* EXTRACTED RECORDS *
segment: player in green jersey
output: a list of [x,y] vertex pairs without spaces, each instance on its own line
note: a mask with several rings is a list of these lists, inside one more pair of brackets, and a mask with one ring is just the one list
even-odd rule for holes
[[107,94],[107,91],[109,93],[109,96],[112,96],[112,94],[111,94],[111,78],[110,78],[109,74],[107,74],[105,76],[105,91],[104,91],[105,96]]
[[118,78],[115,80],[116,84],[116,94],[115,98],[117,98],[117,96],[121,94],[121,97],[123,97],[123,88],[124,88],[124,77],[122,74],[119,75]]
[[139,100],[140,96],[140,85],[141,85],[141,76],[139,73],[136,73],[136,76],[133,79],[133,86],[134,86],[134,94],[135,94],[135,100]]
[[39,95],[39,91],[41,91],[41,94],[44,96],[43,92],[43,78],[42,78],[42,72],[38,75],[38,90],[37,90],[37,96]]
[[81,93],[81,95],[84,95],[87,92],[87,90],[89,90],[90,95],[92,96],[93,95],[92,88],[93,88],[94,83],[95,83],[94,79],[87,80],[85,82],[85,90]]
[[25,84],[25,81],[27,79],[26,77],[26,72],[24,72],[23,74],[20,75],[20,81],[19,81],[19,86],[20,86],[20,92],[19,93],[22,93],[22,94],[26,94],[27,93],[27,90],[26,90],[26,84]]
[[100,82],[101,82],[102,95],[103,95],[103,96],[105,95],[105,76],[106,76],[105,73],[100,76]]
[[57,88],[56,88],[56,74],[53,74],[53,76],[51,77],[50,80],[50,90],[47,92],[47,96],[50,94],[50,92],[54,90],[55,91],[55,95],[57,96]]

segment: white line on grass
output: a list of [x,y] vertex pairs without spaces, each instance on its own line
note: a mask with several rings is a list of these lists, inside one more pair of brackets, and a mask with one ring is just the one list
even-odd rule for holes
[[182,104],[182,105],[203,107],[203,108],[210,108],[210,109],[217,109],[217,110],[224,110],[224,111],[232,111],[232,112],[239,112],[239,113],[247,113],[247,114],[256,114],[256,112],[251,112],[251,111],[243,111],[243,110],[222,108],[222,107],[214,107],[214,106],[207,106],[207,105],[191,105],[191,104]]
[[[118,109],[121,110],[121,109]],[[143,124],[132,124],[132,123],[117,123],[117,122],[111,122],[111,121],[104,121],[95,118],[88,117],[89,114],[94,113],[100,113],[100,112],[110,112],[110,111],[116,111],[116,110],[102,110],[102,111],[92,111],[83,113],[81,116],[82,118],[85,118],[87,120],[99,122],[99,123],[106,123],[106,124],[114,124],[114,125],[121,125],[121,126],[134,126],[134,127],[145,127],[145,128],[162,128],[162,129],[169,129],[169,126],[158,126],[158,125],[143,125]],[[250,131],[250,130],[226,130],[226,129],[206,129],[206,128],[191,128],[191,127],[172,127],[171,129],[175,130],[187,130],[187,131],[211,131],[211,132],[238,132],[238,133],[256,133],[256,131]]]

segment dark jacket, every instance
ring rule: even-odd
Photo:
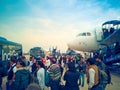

* GIVEN REQUEST *
Transcribe all of the entries above word for word, leaving out the pictures.

* FINAL RESULT *
segment: player in green jersey
output: a list of [x,y] vertex pairs without spaces, each instance on its own line
note: a mask with several rings is a list of these lists, inside one more pair of brackets, and a mask with one ring is just the one list
even-odd rule for holes
[[107,94],[107,91],[109,93],[109,96],[112,96],[112,94],[111,94],[111,78],[110,78],[109,74],[107,74],[105,76],[105,91],[104,91],[105,96]]
[[118,78],[115,80],[116,84],[116,94],[115,98],[117,98],[117,96],[121,94],[121,97],[123,97],[123,88],[124,88],[124,77],[122,74],[119,75]]
[[139,100],[140,96],[140,85],[141,85],[141,76],[139,73],[136,73],[136,76],[133,79],[133,86],[134,86],[134,94],[135,94],[135,100]]
[[39,95],[39,91],[41,91],[41,94],[44,96],[43,92],[43,78],[42,78],[42,72],[38,75],[38,90],[37,90],[37,96]]
[[81,93],[81,95],[84,95],[87,92],[87,90],[89,90],[90,95],[92,96],[93,95],[92,88],[93,88],[94,83],[95,83],[94,79],[87,80],[85,82],[85,90]]
[[25,84],[25,81],[27,79],[26,77],[26,72],[24,72],[23,74],[20,75],[20,81],[19,81],[19,86],[20,86],[20,92],[19,93],[22,93],[22,94],[26,94],[27,93],[27,90],[26,90],[26,84]]
[[100,82],[101,82],[102,95],[103,95],[103,96],[105,95],[105,76],[106,76],[105,73],[100,76]]
[[57,88],[56,88],[56,74],[53,74],[53,76],[51,77],[50,80],[50,90],[47,92],[47,96],[50,94],[50,92],[54,90],[55,91],[55,95],[57,96]]

segment: white line on grass
output: a list of [x,y] vertex pairs without spaces, each instance on its own line
note: a mask with several rings is a list of these lists, inside one more pair of brackets, and a mask with one ring is just the one list
even-odd rule for holes
[[182,104],[182,105],[203,107],[203,108],[210,108],[210,109],[217,109],[217,110],[224,110],[224,111],[232,111],[232,112],[239,112],[239,113],[247,113],[247,114],[256,114],[256,112],[251,112],[251,111],[243,111],[243,110],[222,108],[222,107],[214,107],[214,106],[207,106],[207,105],[191,105],[191,104]]
[[[118,109],[121,110],[121,109]],[[143,124],[132,124],[132,123],[117,123],[117,122],[111,122],[111,121],[104,121],[95,118],[88,117],[89,114],[94,113],[100,113],[100,112],[110,112],[110,111],[116,111],[116,110],[102,110],[102,111],[92,111],[83,113],[81,116],[82,118],[85,118],[87,120],[99,122],[99,123],[106,123],[106,124],[114,124],[114,125],[121,125],[121,126],[134,126],[134,127],[145,127],[145,128],[162,128],[162,129],[169,129],[169,126],[158,126],[158,125],[143,125]],[[250,131],[250,130],[226,130],[226,129],[206,129],[206,128],[191,128],[191,127],[172,127],[171,129],[175,130],[187,130],[187,131],[211,131],[211,132],[238,132],[238,133],[256,133],[256,131]]]

segment dark jacket, every instance
ring rule: even-odd
Photo:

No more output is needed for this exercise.